> [Exercise]: Reproduce exactly the lines from the line containing "Expected: one point per instance of the excavator track, each" through the end of the records below, including both ends, and nothing else.

________________________

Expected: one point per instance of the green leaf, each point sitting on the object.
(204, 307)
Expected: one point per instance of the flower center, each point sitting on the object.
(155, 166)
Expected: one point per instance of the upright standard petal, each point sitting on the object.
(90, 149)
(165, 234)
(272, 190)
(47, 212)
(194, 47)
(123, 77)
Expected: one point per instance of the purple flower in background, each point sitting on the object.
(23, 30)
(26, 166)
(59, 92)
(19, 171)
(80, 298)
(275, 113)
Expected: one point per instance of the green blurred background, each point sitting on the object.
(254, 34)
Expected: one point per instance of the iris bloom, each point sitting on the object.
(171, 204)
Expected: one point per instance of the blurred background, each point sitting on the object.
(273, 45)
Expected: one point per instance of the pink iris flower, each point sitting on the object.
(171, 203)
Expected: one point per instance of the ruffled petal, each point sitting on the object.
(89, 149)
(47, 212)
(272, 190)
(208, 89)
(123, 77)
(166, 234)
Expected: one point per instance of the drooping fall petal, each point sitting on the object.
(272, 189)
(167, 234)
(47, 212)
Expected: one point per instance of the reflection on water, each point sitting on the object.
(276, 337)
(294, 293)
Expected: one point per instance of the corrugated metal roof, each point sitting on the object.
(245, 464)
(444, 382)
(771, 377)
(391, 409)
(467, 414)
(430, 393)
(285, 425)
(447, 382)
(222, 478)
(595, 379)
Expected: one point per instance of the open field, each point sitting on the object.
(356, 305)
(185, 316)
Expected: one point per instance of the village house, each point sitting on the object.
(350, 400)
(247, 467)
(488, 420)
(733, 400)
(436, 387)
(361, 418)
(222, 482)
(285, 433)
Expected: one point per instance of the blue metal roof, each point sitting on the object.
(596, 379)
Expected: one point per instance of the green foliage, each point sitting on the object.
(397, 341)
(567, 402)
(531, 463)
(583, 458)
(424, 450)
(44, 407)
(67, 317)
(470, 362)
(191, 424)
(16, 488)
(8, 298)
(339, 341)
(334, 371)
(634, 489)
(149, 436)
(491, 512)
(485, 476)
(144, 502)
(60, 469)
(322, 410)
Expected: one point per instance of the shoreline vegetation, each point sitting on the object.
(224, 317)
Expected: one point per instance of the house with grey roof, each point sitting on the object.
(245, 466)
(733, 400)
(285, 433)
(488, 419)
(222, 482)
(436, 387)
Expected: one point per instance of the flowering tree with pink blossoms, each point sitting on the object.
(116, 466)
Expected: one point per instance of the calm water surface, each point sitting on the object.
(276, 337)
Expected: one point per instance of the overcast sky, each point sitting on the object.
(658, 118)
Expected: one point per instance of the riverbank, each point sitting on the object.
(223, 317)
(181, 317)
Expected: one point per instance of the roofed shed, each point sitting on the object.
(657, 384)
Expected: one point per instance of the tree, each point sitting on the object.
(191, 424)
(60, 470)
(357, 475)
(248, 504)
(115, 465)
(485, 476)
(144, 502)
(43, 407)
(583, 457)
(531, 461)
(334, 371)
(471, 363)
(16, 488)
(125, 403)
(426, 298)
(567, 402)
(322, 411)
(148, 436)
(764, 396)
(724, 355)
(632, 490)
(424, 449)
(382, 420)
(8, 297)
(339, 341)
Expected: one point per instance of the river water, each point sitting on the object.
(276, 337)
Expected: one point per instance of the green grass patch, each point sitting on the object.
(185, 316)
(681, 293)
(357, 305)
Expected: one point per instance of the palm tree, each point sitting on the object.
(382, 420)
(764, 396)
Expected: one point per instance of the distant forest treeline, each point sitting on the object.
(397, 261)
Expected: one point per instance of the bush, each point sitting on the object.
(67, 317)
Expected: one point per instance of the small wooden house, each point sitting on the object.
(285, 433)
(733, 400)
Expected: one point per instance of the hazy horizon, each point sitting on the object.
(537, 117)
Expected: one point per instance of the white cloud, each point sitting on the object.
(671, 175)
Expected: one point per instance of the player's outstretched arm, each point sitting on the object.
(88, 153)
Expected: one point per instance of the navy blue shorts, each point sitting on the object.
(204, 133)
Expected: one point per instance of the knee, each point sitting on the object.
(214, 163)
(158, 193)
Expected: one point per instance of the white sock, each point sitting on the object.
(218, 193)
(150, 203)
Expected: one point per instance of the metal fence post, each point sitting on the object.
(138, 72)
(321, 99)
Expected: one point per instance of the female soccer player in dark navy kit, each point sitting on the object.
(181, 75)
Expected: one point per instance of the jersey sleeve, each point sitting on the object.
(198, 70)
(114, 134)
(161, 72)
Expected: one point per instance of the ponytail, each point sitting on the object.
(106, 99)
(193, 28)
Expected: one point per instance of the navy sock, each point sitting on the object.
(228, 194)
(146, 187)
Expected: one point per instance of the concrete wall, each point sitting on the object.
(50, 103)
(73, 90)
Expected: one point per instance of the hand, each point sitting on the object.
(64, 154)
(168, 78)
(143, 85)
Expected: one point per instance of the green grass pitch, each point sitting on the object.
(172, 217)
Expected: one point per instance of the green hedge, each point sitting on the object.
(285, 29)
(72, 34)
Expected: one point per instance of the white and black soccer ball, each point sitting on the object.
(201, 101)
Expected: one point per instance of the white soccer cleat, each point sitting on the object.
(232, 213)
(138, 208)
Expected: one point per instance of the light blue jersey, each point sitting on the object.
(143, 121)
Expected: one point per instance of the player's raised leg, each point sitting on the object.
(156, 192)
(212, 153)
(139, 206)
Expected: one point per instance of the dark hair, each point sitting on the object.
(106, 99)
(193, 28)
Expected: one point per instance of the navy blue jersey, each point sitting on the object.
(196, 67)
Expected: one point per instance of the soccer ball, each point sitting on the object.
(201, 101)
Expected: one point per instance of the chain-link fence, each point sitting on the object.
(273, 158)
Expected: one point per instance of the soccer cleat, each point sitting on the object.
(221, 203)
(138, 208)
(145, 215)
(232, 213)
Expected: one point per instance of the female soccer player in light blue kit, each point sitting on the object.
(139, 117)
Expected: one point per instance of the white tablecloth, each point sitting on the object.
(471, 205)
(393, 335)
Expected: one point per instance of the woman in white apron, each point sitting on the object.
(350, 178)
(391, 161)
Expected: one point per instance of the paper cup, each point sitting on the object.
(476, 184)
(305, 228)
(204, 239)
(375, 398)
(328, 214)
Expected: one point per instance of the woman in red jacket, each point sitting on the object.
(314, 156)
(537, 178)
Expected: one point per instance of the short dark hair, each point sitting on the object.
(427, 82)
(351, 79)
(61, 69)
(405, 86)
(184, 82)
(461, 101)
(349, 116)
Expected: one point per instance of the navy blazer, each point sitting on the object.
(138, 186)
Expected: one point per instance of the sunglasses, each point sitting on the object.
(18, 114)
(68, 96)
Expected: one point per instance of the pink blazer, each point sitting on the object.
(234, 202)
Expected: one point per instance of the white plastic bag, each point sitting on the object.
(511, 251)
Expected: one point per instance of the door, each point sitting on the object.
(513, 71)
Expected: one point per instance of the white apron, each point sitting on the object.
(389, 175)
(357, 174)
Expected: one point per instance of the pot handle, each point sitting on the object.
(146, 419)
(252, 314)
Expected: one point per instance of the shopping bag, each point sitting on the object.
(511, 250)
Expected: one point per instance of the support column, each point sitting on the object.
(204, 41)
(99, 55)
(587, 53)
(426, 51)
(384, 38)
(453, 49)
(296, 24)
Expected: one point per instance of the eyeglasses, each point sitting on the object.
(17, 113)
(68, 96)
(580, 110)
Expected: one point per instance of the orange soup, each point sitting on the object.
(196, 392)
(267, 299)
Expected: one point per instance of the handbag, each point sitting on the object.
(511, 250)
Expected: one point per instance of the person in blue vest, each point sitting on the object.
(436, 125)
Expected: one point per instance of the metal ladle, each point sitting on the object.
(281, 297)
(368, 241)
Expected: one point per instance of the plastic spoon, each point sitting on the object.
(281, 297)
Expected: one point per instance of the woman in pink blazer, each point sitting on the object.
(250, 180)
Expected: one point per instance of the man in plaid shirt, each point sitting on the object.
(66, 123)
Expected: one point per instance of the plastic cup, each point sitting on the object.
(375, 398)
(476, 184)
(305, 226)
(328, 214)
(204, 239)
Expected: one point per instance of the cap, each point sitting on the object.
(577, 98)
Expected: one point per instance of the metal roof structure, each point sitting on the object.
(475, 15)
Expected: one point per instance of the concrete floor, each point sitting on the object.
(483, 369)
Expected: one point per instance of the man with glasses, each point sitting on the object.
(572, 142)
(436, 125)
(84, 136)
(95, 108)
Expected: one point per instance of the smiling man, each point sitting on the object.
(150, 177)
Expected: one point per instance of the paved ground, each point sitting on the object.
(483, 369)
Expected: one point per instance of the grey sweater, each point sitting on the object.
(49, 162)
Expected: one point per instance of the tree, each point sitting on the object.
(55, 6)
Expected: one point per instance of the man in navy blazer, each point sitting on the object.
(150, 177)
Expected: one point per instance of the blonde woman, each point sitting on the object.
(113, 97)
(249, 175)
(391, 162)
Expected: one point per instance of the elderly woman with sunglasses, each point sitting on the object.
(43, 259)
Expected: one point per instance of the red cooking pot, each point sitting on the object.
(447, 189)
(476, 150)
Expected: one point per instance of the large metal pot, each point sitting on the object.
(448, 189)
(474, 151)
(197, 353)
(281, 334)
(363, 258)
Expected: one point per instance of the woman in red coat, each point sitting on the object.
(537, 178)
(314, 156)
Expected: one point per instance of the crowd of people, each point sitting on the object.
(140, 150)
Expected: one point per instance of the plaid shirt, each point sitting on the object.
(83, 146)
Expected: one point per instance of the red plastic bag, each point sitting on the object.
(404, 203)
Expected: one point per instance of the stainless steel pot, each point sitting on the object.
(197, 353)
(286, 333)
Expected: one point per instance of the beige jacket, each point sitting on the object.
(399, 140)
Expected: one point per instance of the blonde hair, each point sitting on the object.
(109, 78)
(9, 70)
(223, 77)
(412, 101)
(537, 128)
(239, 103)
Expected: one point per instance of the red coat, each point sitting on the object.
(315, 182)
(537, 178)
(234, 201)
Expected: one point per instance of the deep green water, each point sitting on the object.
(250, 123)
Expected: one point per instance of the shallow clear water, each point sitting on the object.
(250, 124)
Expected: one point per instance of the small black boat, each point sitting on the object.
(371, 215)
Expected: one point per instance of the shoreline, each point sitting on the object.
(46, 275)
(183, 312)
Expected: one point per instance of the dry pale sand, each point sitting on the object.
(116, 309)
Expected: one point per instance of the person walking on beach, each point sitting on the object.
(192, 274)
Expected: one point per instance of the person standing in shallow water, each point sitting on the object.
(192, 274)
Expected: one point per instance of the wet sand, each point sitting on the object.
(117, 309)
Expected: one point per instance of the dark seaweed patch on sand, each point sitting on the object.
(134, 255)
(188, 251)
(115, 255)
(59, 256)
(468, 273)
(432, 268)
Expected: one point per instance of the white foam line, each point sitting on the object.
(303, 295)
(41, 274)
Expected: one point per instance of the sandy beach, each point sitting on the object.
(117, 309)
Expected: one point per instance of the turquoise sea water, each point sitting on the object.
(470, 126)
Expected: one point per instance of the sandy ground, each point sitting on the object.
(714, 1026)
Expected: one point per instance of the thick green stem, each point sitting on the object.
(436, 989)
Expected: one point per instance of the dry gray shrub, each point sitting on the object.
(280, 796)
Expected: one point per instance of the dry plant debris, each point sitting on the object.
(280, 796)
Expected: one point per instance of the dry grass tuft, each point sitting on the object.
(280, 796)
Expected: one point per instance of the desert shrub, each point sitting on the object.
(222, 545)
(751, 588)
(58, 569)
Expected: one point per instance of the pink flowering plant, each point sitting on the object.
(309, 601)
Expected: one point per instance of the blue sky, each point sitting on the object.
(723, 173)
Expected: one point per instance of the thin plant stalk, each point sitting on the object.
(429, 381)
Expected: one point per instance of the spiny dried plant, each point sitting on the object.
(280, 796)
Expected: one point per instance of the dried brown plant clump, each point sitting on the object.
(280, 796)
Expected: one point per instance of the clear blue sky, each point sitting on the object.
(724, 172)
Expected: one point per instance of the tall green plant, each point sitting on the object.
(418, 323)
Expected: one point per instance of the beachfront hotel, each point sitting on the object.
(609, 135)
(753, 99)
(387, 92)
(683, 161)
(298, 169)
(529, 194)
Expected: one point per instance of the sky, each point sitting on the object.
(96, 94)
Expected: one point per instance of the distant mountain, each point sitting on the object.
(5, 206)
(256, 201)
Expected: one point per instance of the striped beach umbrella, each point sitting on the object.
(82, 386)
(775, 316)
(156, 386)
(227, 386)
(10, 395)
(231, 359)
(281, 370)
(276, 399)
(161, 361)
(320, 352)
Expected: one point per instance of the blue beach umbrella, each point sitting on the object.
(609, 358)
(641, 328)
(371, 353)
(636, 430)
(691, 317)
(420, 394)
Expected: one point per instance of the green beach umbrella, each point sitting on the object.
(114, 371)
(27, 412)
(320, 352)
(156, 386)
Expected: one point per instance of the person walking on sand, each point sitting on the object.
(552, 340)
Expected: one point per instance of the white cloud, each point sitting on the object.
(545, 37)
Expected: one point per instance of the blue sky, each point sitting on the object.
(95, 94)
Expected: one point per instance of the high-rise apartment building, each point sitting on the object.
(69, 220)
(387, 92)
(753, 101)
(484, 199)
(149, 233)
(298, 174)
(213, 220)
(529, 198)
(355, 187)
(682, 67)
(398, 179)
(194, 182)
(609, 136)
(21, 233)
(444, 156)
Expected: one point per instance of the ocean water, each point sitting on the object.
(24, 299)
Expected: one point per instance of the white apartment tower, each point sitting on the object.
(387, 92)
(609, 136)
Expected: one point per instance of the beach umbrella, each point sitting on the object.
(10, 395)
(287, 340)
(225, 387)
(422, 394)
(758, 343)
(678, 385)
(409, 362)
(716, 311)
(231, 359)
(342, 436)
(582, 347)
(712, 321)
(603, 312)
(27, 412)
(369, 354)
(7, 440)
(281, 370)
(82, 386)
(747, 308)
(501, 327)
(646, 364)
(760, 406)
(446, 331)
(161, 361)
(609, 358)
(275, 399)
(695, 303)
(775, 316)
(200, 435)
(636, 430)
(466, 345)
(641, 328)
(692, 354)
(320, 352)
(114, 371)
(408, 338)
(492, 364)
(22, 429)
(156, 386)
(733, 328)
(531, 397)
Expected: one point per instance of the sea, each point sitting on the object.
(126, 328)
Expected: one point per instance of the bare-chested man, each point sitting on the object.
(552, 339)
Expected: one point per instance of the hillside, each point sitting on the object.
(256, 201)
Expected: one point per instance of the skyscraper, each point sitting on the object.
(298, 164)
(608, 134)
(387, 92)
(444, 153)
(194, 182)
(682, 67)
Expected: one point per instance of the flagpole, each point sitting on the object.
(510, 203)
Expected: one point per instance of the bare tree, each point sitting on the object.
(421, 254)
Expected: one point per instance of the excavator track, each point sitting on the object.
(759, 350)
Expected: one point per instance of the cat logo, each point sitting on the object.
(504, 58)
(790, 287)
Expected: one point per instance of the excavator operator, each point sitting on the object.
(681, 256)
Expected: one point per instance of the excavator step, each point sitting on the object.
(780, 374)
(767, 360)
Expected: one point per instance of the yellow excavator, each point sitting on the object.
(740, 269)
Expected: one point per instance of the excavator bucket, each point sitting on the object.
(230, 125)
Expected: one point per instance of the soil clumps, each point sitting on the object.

________________________

> [Task response]:
Expected: one point per instance of the excavator track, each point sitting on the object.
(759, 350)
Expected: one point per instance of the cat logo, each point sitting on the object.
(504, 58)
(790, 287)
Expected: one point per instance of the excavator operator, each point sitting on the object.
(681, 256)
Expected: one point per instance of the excavator step, each point sitting on the object.
(780, 374)
(767, 360)
Expected: one point per instance of the yellow excavator, each point sitting on the object.
(740, 269)
Expected: one point per instance of the excavator bucket, each point sitting on the object.
(230, 125)
Expected: one point per instance of the soil clumps, each point sitting on the object.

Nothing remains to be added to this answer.